Entries from a dataset
* START *

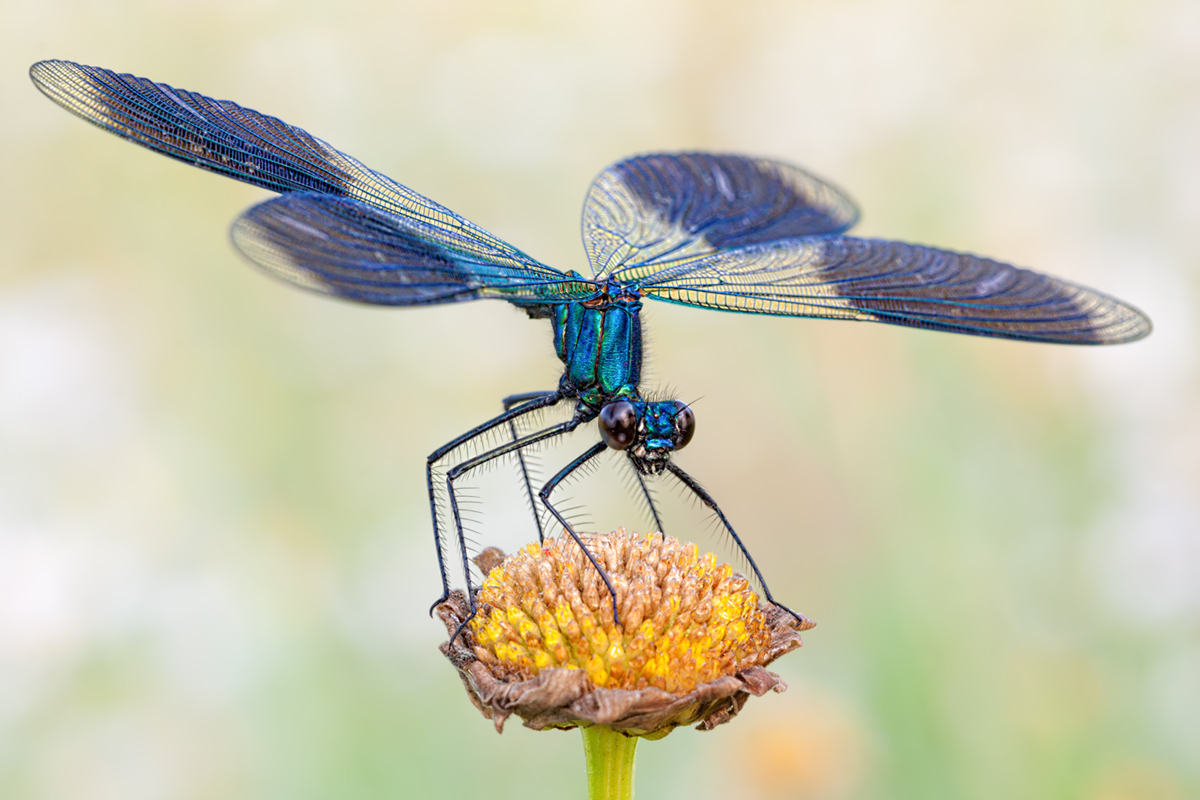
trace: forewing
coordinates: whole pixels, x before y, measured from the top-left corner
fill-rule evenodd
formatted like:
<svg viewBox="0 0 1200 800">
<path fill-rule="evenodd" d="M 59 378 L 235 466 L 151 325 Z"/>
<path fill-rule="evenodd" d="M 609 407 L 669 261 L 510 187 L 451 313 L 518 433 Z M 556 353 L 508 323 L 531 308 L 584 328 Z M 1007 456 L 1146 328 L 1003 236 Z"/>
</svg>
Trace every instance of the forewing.
<svg viewBox="0 0 1200 800">
<path fill-rule="evenodd" d="M 592 296 L 595 284 L 443 243 L 437 230 L 359 200 L 294 192 L 233 225 L 234 245 L 268 272 L 313 291 L 386 306 L 497 297 L 544 305 Z"/>
<path fill-rule="evenodd" d="M 707 152 L 618 162 L 583 204 L 583 246 L 598 278 L 635 279 L 671 259 L 779 239 L 839 234 L 854 204 L 809 173 L 767 158 Z"/>
<path fill-rule="evenodd" d="M 1048 275 L 966 253 L 850 236 L 810 236 L 682 259 L 664 265 L 641 289 L 704 308 L 1034 342 L 1115 344 L 1151 329 L 1133 306 Z"/>
<path fill-rule="evenodd" d="M 274 192 L 348 197 L 422 225 L 460 252 L 536 261 L 449 209 L 274 116 L 227 100 L 70 61 L 40 61 L 34 84 L 68 112 L 155 152 Z M 550 267 L 542 267 L 550 269 Z"/>
</svg>

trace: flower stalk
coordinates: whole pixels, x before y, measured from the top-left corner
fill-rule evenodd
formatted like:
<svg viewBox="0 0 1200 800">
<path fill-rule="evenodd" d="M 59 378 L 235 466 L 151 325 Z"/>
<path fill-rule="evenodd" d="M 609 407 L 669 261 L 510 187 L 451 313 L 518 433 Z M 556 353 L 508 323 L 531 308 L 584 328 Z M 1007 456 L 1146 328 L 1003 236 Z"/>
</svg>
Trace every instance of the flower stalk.
<svg viewBox="0 0 1200 800">
<path fill-rule="evenodd" d="M 588 800 L 630 800 L 634 796 L 634 751 L 637 736 L 608 726 L 580 728 L 588 768 Z"/>
</svg>

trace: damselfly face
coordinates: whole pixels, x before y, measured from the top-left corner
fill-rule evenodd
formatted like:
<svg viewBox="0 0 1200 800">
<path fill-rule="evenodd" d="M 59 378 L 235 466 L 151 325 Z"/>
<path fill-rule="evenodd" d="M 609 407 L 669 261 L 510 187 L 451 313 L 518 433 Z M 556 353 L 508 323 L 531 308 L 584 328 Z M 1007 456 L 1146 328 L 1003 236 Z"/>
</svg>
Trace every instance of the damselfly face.
<svg viewBox="0 0 1200 800">
<path fill-rule="evenodd" d="M 656 403 L 619 399 L 600 409 L 600 435 L 613 450 L 626 450 L 643 474 L 662 471 L 671 452 L 686 447 L 696 415 L 679 401 Z"/>
</svg>

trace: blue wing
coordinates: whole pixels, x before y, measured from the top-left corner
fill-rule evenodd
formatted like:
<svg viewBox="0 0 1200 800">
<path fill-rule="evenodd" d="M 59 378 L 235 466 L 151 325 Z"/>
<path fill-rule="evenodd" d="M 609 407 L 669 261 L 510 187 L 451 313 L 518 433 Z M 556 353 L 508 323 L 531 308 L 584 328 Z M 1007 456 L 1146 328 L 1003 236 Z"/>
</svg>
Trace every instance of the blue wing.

* END *

* _Written task_
Output all of the data above verbatim, but leave out the pictures.

* _Written reply_
trace: forewing
coordinates: whole pixels, x before y, measured from the top-left corner
fill-rule evenodd
formatted like:
<svg viewBox="0 0 1200 800">
<path fill-rule="evenodd" d="M 59 378 L 235 466 L 151 325 Z"/>
<path fill-rule="evenodd" d="M 609 407 L 669 261 L 510 187 L 451 313 L 518 433 Z M 556 353 L 508 323 L 531 308 L 584 328 Z M 1007 456 L 1146 328 L 1003 236 Z"/>
</svg>
Trace every instance of the forewing.
<svg viewBox="0 0 1200 800">
<path fill-rule="evenodd" d="M 592 296 L 595 284 L 443 243 L 437 230 L 359 200 L 294 192 L 233 225 L 234 245 L 268 272 L 313 291 L 386 306 L 497 297 L 544 305 Z"/>
<path fill-rule="evenodd" d="M 707 152 L 618 162 L 583 204 L 583 246 L 598 278 L 635 279 L 671 259 L 779 239 L 839 234 L 854 204 L 809 173 L 767 158 Z"/>
<path fill-rule="evenodd" d="M 1048 275 L 966 253 L 850 236 L 810 236 L 682 259 L 664 265 L 641 289 L 704 308 L 1034 342 L 1115 344 L 1151 329 L 1133 306 Z"/>
<path fill-rule="evenodd" d="M 274 192 L 348 197 L 422 225 L 460 252 L 536 261 L 449 209 L 274 116 L 227 100 L 70 61 L 40 61 L 34 84 L 68 112 L 155 152 Z M 550 267 L 542 267 L 550 269 Z"/>
</svg>

trace: flower stalk
coordinates: whole pixels, x before y, measured from the top-left corner
fill-rule evenodd
formatted like:
<svg viewBox="0 0 1200 800">
<path fill-rule="evenodd" d="M 59 378 L 235 466 L 151 325 Z"/>
<path fill-rule="evenodd" d="M 609 407 L 669 261 L 510 187 L 451 313 L 518 433 Z M 556 353 L 508 323 L 531 308 L 584 328 Z M 1007 456 L 1146 328 L 1003 236 Z"/>
</svg>
Trace every instance of the flower stalk.
<svg viewBox="0 0 1200 800">
<path fill-rule="evenodd" d="M 588 800 L 630 800 L 634 796 L 634 751 L 637 736 L 608 726 L 580 728 L 588 768 Z"/>
</svg>

trace: damselfly face
coordinates: whole pixels, x before y, measured from the top-left corner
fill-rule evenodd
formatted like:
<svg viewBox="0 0 1200 800">
<path fill-rule="evenodd" d="M 59 378 L 235 466 L 151 325 Z"/>
<path fill-rule="evenodd" d="M 609 407 L 669 261 L 510 187 L 451 313 L 518 433 Z M 556 353 L 508 323 L 531 308 L 584 328 Z M 1007 456 L 1146 328 L 1003 236 Z"/>
</svg>
Trace every instance of the damselfly face.
<svg viewBox="0 0 1200 800">
<path fill-rule="evenodd" d="M 656 403 L 619 399 L 600 409 L 600 435 L 613 450 L 626 450 L 643 474 L 662 471 L 671 452 L 686 447 L 696 415 L 679 401 Z"/>
</svg>

trace: blue wing
coordinates: whole pixels, x before y, measured from the top-left corner
fill-rule evenodd
formatted like:
<svg viewBox="0 0 1200 800">
<path fill-rule="evenodd" d="M 59 378 L 235 466 L 151 325 Z"/>
<path fill-rule="evenodd" d="M 609 407 L 669 261 L 510 187 L 451 313 L 518 433 Z M 556 353 L 508 323 L 531 308 L 584 328 Z M 1007 456 L 1146 328 L 1003 236 Z"/>
</svg>
Trace every instance of the blue wing.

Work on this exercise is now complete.